-- CONSIGNE 1 --
Comptez les lignes des enregistrements ci-dessous qui contiennent le mot « patch », en respectant les majuscules et les minuscules. Donnez seulement ce nombre.

-- TEXTE SOURCE --
####

High tech : Les Palestiniens, solutions à la pénurie d’employés israéliens ?
Plus de 3 000 étudiants palestiniens décrochent chaque année un diplôme, ce qui crée un excédent de jeunes talents, aptes à combler les besoins du secteur israélien

Les compagnies de high-tech israéliennes ont commencé à réaliser que la solution à leur pénurie de ressources humaines pourrait se trouver à deux pas de chez elles… en Cisjordanie.
Plus de 3 000 étudiants décrochent chaque année un diplôme en informatique ou en ingénierie à l’université An-Najah, en Cisjordanie, ce qui crée un excédent de jeunes talents palestiniens. Bien qu’il n’occupe que peu de place sur une mappemonde, l’Etat d’Israël est un véritable géant de la high-tech, et cela représente une opportunité de taille pour les Palestiniens.
« Nous avons des années de retard par rapport à la high-tech israélienne », affirme Ibrahim, un jeune Palestinien qui travaille pour ASAL Tech, une société de développement de logiciels et d’externalisation basée à Rawabi. « Mais nous espérons profiter un peu de cette expérience. »

####

-- LIGNES DE DONNÉES --
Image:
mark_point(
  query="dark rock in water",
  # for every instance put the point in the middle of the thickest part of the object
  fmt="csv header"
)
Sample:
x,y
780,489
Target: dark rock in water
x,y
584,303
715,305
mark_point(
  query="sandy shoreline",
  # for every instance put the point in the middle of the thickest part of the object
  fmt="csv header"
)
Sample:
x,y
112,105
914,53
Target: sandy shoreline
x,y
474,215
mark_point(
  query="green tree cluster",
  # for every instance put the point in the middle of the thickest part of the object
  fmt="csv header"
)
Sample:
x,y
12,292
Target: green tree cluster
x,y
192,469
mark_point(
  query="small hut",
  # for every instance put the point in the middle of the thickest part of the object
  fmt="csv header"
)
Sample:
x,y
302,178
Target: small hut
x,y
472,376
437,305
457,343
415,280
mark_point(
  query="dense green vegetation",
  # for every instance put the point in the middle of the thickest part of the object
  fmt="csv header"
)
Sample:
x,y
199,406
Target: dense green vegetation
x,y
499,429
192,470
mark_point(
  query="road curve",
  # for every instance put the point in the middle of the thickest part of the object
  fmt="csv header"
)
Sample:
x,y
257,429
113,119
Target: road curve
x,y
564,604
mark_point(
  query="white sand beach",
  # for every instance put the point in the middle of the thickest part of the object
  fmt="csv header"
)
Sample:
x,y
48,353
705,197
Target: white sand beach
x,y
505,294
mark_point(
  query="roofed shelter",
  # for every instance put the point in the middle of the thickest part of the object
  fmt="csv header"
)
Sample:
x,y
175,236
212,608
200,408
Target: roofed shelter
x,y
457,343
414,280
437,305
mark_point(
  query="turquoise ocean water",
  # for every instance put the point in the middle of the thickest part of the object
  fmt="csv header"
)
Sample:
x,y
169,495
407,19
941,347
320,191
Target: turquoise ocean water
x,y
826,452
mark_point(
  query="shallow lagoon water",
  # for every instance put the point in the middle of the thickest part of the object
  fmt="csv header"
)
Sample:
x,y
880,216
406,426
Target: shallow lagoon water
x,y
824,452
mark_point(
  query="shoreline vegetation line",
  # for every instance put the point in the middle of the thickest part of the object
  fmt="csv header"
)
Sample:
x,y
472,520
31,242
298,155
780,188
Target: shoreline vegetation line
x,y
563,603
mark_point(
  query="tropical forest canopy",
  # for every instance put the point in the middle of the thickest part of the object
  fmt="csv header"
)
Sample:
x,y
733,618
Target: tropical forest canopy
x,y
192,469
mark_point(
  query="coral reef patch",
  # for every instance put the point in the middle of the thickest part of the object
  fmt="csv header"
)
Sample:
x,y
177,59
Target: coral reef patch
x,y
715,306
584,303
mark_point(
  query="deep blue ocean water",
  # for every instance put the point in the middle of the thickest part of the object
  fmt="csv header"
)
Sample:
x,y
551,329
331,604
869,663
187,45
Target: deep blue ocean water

####

-- CONSIGNE 2 --
D'après le texte source, dans quelle université plus de 3 000 étudiants obtiennent-ils chaque année un diplôme en informatique ou en ingénierie ?

-- RÉPONSE COMPLÈTE 1 --
2

-- RÉPONSE COMPLÈTE 2 --
À l'université An-Najah, en Cisjordanie.